### Texto proporcionado
______________________________
Como era de esperarse, la COP26 sobre cambio climático realizada en Glasgow (Escocia) dio ganas de llorar; al menos a mí.
Todo el mundo lo dice y todo el mundo lo sabe: el tiempo se acaba. La última oportunidad del planeta para revertir el irreversible daño causado al medio ambiente acaba de morir.
Las más atrevidas decisiones tomadas por los gobiernos de los países participantes fueron fundamentalmente dos.
Primera: disminuir la producción de automóviles e industrias alimentadas con carbón y combustibles fósiles en un treinta por ciento entre 2021 y 2030. Inglaterra y otros países se opusieron. ¿Su argumento? No frenar su desarrollo económico ni exponerse a un “paro”.
La otra “medida” está relacionada umbilicalmente con la anterior: reducir las emisiones de gas metano (más letal que el dióxido de carbono), hasta en un cincuenta por ciento de aquí al año 2050.
______________________________
### Extractos de datos

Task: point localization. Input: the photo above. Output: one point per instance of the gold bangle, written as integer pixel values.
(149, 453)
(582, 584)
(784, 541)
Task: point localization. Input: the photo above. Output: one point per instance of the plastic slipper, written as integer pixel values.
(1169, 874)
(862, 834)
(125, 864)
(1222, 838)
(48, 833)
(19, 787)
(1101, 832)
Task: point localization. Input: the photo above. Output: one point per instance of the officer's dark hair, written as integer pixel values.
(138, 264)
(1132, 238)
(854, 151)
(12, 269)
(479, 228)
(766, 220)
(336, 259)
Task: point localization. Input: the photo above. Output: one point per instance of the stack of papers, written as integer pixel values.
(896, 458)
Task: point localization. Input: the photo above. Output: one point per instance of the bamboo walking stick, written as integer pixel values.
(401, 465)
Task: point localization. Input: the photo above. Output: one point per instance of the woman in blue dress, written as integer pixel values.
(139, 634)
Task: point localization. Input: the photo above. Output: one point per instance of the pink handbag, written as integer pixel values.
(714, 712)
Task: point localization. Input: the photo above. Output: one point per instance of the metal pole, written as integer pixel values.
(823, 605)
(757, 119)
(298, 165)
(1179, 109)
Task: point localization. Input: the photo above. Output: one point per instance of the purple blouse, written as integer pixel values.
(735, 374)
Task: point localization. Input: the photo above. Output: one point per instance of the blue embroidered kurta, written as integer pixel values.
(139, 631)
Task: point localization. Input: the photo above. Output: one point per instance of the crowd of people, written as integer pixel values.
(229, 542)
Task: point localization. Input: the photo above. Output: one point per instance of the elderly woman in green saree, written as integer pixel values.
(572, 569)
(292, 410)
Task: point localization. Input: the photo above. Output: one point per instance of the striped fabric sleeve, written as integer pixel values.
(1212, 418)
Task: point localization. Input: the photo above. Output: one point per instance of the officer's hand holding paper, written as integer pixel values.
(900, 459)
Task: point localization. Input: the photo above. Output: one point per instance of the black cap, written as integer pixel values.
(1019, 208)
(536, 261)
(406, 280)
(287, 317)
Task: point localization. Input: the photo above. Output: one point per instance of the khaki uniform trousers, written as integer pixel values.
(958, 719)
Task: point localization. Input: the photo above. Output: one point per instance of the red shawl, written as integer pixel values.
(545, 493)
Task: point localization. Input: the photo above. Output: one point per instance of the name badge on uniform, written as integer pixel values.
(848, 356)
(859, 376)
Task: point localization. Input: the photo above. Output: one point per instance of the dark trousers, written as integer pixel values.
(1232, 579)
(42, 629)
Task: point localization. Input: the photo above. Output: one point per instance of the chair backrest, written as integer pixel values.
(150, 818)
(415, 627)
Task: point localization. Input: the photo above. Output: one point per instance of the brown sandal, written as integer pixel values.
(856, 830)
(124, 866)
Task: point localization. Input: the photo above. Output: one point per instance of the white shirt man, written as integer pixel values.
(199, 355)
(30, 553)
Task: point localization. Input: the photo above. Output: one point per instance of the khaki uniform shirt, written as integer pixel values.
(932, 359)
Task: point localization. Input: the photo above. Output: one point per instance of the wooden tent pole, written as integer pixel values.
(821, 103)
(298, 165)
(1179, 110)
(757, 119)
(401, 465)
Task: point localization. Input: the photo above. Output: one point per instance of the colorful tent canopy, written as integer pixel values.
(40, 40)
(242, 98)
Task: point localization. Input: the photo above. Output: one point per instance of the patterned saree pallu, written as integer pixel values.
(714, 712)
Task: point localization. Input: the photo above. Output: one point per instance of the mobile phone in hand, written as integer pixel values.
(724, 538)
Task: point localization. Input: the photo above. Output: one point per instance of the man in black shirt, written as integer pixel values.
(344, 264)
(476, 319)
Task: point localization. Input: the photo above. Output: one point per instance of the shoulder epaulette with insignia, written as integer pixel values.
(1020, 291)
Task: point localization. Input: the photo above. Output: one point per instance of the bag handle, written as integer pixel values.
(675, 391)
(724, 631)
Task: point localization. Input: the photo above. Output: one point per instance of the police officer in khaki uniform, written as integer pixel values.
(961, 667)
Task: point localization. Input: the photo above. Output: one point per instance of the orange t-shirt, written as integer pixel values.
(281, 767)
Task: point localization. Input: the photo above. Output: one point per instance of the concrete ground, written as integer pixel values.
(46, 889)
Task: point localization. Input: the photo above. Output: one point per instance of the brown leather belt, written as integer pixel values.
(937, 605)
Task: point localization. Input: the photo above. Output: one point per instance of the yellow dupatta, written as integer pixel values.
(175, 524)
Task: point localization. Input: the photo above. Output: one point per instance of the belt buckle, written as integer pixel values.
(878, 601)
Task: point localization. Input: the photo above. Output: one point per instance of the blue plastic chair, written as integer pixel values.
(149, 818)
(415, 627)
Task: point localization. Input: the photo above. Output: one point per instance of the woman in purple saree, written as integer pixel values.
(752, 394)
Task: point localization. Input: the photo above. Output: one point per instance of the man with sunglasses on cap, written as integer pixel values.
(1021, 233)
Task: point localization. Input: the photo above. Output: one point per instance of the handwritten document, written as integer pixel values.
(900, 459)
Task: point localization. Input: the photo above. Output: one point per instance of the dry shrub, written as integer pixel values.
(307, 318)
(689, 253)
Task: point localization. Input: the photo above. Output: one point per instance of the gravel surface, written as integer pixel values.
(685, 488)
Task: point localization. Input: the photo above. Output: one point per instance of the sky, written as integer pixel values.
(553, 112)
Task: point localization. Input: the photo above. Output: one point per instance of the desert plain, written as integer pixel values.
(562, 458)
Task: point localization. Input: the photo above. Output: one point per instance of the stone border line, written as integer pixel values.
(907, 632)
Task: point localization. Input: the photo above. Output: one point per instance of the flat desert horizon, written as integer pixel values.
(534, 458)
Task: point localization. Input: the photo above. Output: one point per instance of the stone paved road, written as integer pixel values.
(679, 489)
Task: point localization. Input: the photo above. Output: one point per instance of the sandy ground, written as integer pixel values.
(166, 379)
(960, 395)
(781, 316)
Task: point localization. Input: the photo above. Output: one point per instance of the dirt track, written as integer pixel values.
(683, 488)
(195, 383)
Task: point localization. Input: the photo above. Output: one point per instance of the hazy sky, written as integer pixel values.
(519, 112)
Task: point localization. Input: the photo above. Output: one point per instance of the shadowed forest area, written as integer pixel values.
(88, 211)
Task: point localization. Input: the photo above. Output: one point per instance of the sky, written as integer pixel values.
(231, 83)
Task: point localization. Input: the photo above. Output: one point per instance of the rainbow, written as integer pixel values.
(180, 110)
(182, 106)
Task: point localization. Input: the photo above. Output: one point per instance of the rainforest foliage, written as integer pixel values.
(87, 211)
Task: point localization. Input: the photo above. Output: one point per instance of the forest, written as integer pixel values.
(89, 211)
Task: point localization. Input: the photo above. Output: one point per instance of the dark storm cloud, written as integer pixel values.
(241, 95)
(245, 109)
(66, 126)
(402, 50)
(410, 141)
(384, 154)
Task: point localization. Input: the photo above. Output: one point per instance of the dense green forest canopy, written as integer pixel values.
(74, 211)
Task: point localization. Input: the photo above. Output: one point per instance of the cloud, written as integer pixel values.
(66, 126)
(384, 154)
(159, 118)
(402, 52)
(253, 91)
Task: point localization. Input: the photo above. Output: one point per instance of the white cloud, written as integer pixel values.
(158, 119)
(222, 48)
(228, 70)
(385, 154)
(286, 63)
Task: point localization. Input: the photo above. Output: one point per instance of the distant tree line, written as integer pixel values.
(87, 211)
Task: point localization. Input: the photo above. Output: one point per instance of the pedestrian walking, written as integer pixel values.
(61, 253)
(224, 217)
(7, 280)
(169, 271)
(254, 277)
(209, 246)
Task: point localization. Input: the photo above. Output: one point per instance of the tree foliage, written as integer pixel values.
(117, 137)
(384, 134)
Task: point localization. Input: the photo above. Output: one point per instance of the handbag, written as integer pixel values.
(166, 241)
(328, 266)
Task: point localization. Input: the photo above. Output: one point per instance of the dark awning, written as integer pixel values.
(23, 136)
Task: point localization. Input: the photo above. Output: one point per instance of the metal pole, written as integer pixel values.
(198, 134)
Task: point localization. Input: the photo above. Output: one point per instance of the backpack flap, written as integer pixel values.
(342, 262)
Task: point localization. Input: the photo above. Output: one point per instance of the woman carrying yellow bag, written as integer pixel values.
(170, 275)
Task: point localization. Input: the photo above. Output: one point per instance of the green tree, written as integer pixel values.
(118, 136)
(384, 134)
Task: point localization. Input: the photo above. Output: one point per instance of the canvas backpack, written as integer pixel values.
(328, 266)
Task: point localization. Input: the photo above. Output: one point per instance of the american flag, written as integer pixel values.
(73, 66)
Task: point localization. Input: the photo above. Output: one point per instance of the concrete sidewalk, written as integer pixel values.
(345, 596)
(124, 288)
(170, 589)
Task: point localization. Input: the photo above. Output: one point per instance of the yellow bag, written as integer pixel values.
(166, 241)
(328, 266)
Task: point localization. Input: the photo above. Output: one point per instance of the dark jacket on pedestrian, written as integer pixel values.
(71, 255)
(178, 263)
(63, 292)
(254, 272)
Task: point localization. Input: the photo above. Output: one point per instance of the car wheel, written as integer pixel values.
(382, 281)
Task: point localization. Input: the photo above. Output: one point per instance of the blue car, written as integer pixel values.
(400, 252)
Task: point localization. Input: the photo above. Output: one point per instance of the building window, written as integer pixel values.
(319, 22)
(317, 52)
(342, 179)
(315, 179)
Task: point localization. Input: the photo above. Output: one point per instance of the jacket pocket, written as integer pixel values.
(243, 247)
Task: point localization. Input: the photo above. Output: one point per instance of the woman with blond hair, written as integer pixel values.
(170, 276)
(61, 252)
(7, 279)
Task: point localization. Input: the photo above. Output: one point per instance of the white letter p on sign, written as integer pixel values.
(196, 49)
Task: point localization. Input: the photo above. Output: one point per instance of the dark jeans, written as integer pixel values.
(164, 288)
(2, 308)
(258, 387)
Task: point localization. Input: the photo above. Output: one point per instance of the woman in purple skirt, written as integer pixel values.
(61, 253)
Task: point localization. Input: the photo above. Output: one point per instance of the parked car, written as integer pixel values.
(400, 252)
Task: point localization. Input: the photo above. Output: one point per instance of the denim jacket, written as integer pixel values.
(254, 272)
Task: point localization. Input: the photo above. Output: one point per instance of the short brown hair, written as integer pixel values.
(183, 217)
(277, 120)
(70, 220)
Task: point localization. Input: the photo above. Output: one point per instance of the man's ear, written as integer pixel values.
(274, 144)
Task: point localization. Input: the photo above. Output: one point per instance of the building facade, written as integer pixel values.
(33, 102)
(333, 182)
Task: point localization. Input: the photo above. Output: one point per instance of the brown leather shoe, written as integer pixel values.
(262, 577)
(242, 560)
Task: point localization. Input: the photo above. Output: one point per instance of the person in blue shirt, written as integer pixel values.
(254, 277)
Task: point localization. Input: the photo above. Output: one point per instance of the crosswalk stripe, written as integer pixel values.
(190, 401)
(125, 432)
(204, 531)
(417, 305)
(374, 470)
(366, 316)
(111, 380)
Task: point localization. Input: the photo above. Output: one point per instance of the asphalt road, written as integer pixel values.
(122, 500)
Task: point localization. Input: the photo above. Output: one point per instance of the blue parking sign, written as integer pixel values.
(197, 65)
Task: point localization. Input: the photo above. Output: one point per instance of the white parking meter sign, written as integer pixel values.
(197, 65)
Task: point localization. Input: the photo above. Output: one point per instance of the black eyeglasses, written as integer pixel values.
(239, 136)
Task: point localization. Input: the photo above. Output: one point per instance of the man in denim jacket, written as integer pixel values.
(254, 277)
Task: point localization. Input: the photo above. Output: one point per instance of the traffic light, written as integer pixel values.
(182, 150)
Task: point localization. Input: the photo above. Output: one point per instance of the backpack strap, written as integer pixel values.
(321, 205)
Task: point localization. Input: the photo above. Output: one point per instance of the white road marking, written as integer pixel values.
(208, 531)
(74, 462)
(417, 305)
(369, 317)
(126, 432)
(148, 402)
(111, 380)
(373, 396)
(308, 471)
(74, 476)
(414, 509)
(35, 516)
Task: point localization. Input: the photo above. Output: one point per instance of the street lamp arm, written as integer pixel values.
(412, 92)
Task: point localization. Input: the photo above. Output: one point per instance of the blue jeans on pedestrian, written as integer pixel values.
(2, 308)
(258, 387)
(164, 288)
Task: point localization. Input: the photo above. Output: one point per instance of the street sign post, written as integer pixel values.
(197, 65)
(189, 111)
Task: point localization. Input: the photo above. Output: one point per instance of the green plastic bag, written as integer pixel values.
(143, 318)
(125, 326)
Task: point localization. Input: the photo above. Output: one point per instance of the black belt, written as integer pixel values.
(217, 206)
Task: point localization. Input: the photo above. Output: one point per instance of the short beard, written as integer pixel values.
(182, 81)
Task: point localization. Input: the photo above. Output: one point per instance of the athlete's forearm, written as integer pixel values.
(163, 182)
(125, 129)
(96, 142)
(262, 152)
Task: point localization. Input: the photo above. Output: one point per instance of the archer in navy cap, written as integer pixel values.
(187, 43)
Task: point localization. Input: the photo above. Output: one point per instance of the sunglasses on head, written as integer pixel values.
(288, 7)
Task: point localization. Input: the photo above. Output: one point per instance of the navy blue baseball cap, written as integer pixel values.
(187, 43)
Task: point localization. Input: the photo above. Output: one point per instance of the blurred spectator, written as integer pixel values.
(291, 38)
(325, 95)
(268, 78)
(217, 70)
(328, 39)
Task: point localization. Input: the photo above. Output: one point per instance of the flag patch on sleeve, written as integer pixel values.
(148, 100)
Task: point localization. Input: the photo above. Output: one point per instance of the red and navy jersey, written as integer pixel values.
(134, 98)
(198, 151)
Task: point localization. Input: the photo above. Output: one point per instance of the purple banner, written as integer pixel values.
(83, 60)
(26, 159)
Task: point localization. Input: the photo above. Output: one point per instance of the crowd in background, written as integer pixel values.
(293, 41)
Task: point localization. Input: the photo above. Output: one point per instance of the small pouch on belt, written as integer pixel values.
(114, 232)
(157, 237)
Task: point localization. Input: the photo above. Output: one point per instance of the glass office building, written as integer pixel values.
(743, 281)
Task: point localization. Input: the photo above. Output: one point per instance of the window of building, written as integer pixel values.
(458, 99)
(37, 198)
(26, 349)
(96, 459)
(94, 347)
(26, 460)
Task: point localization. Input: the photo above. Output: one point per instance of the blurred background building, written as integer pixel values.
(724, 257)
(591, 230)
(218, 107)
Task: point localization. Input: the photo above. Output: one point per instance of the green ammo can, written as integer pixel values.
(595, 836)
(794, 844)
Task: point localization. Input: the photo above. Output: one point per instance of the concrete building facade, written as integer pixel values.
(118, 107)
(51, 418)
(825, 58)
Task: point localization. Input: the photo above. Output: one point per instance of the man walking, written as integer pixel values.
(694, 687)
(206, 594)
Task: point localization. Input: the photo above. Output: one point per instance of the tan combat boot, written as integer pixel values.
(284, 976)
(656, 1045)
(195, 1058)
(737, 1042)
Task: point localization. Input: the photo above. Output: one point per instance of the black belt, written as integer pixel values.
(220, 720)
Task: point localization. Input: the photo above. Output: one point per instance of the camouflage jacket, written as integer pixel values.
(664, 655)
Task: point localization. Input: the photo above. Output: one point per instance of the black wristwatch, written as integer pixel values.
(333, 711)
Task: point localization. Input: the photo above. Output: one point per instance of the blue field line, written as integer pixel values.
______________________________
### Tarea del ejercicio 1
Responde estas preguntas sobre el texto de la COP26:
(a) ¿En qué ciudad se realizó la COP26?
(b) ¿En qué porcentaje se planteó disminuir entre 2021 y 2030 la producción de automóviles e industrias alimentadas con carbón y combustibles fósiles?
(c) ¿Hasta qué año se prevé reducir las emisiones de gas metano hasta en un cincuenta por ciento?
### Tarea del ejercicio 2
Continúa, por favor, el texto sobre la COP26 a partir de su última oración.

### Respuesta 1
(a) En Glasgow (Escocia).
(b) En un treinta por ciento.
(c) Hasta el año 2050.

### Respuesta 2
La COP26 no utilizó nunca la palabra “eliminar”, ni para esas, ni para ninguna otra de sus pálidas “metas”. Lo cierto es que acercarse a uno solo de esos objetivos implicaría desacelerar, más que eso cerrar temporalmente las producciones de petróleo y carbón, así como las de todas las industrias relacionadas con ellas, en cerca de un cincuenta por ciento a nivel mundial.
Qué fantasía tan grande: las dinámicas de crecimiento de las tecnocracias modernas son incompatibles con cualquier voluntad de paralizar el engranaje tecnocientífico que las mueve. ¿De veras puede disminuirse, así sea lentamente, la explotación, producción refinamiento, comercialización y consumo de carbón y petróleo a nivel mundial en proporciones sostenibles?
Tal vez, si se quisiera, pero ningún país rico (ni pobre, estos menos) está dispuesto al sacrificio que eso reclama. Esa es la verdad. Está bien que los políticos, magnates y tecnarcas reunidos en Glasgow se mientan a sí mismos, pero es pornográfico que pretendan hacerlo con los 8 mil millones de habitantes del planeta al día de hoy.
En el mejor de los escenarios el solo intento por realizar la utopía de salvar la Tierra implicaría que el desorden mundial vigente terminara de colapsar: sobrevendría una catástrofe económica que arrasaría con todo lo que existe.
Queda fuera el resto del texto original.